» **TASK PROMPT**
Pull out every line in the rows below that contains the word "siding", and copy each of those lines in full.

» **MATERIAL PROVIDED**
>> START

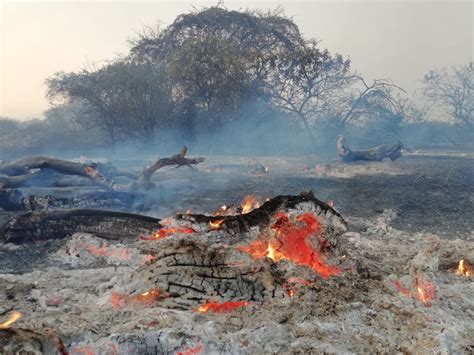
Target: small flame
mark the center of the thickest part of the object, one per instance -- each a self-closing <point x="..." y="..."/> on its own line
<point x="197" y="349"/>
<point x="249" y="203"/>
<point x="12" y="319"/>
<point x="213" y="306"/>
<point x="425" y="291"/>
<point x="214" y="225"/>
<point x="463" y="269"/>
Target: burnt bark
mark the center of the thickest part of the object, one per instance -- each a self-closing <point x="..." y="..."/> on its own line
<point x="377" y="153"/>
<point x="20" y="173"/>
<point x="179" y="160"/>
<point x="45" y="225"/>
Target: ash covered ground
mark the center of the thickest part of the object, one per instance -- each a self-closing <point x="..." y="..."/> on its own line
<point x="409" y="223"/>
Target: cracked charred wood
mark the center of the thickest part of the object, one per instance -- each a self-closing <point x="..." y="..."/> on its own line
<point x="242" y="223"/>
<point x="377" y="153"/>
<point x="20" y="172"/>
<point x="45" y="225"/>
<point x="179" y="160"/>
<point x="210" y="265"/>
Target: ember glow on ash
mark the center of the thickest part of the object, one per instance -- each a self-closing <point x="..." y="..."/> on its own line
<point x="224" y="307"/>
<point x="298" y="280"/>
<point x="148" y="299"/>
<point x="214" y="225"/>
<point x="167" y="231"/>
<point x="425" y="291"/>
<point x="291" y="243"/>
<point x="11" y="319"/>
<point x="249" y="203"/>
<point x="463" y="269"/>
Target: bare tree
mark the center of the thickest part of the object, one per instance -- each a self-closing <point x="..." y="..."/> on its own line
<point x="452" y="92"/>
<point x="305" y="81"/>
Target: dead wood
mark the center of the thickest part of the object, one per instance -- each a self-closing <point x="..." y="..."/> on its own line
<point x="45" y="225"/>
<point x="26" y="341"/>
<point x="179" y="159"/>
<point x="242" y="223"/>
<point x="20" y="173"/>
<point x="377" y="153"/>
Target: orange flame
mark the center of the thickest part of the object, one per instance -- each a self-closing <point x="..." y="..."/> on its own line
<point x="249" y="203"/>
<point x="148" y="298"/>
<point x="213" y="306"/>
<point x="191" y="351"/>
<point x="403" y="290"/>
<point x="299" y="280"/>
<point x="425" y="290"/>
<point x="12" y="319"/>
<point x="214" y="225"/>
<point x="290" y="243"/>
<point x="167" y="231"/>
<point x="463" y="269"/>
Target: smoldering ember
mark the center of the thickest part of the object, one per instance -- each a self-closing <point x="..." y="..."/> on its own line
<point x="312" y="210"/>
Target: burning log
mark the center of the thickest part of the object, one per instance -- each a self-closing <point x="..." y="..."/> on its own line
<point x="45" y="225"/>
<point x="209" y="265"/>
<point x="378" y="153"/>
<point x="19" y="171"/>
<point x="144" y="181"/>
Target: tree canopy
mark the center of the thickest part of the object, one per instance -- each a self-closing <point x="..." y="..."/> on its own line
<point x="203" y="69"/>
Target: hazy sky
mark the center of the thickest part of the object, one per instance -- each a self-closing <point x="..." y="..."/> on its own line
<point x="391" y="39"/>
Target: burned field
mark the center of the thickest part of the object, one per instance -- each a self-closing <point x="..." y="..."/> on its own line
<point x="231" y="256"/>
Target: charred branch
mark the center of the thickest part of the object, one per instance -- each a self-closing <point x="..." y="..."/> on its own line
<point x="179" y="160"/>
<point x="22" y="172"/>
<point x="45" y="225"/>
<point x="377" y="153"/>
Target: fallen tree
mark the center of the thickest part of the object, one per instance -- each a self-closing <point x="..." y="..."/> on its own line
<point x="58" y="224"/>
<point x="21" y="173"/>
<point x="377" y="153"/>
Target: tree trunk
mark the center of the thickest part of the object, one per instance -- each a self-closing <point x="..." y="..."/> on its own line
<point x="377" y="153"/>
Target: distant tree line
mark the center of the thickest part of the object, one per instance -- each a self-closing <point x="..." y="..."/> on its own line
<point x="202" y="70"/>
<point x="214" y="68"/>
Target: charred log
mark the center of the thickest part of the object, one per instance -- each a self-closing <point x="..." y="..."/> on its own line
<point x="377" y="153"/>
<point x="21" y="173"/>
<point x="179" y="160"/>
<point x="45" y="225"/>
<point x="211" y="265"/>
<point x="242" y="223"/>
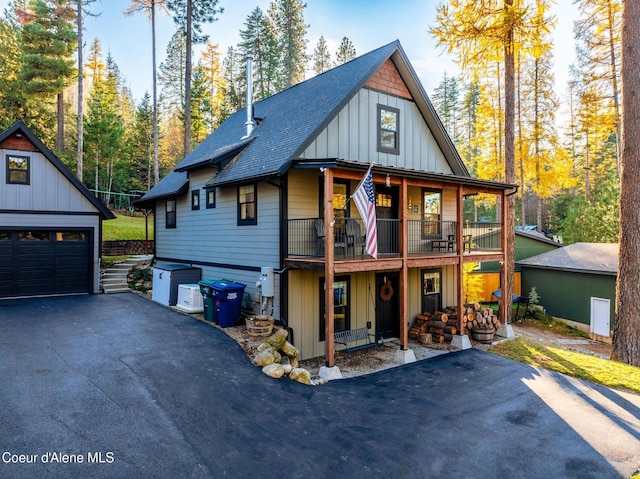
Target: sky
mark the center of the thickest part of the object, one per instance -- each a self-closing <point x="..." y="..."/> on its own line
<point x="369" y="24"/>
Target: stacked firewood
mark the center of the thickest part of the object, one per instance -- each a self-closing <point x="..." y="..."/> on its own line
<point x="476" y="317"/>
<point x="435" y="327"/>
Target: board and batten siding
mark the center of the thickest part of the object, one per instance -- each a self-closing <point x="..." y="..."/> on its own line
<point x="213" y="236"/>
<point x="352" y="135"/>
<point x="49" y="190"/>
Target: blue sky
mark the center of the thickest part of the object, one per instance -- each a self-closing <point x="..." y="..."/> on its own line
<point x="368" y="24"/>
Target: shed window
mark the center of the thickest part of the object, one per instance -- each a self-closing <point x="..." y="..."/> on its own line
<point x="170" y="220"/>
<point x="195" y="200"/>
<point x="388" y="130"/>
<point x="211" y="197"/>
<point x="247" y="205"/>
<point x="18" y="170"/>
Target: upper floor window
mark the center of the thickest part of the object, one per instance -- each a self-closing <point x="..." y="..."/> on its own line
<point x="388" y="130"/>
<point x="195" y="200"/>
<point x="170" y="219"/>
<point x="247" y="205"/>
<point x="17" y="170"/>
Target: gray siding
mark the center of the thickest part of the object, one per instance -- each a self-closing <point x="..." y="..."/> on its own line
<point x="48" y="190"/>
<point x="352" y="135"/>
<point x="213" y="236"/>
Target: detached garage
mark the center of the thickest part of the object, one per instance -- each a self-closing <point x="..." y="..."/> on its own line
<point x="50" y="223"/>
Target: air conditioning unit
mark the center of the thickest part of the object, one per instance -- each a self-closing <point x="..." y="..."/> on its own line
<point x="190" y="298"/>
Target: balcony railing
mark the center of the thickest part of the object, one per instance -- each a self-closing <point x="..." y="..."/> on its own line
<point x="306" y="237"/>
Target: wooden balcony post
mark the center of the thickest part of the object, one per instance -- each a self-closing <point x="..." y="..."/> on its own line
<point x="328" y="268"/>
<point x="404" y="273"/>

>> END
>> START

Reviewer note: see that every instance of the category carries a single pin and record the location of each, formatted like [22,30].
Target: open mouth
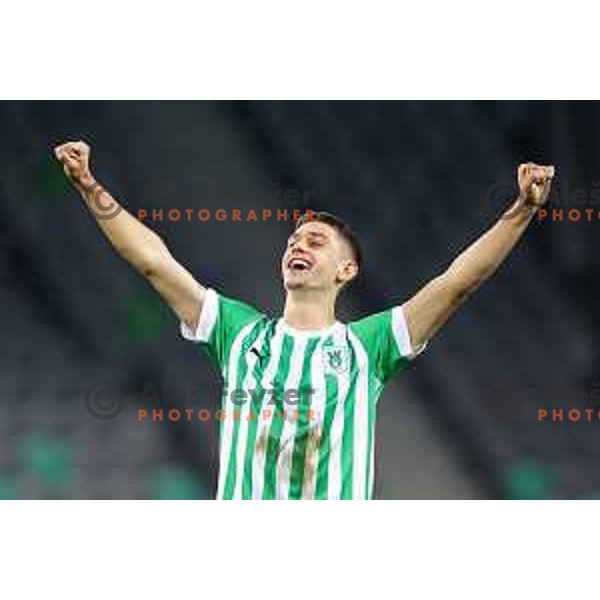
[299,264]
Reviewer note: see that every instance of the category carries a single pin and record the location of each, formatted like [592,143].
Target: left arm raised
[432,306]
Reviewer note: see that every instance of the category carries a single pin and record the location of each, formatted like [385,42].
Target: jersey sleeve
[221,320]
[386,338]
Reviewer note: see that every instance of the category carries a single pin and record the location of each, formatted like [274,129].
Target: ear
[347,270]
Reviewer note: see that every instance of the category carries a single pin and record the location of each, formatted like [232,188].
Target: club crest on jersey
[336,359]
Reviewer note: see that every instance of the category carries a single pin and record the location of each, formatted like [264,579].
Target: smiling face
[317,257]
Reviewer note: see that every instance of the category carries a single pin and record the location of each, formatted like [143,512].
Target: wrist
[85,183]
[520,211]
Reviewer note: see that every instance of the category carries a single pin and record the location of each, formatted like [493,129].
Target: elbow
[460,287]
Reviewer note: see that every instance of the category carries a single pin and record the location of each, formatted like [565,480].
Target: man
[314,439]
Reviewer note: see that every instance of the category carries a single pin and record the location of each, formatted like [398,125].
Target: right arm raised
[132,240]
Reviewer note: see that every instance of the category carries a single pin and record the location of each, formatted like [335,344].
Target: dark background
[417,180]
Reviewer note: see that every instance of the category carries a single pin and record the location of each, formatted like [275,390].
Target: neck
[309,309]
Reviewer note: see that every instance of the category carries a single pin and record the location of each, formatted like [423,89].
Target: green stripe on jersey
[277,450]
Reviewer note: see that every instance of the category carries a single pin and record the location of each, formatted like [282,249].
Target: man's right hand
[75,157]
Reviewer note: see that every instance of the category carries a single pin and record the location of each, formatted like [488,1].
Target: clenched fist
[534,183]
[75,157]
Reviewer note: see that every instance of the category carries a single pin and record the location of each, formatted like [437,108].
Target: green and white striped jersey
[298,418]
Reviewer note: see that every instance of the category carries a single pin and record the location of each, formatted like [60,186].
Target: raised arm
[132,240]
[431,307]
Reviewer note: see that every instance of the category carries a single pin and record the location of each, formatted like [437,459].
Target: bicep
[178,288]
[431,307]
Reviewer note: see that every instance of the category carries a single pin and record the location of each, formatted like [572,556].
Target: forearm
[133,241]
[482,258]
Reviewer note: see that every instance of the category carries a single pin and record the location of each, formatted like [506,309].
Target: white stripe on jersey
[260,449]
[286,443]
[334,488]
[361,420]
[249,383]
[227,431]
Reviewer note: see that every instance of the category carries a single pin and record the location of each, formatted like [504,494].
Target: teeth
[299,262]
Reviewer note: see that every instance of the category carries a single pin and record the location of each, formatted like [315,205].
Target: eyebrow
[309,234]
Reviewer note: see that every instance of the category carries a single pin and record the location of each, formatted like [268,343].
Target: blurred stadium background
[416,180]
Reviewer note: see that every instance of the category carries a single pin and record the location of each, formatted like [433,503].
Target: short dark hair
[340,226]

>> END

» **EXERCISE OUTPUT**
Target: board and batten siding
Target: gray siding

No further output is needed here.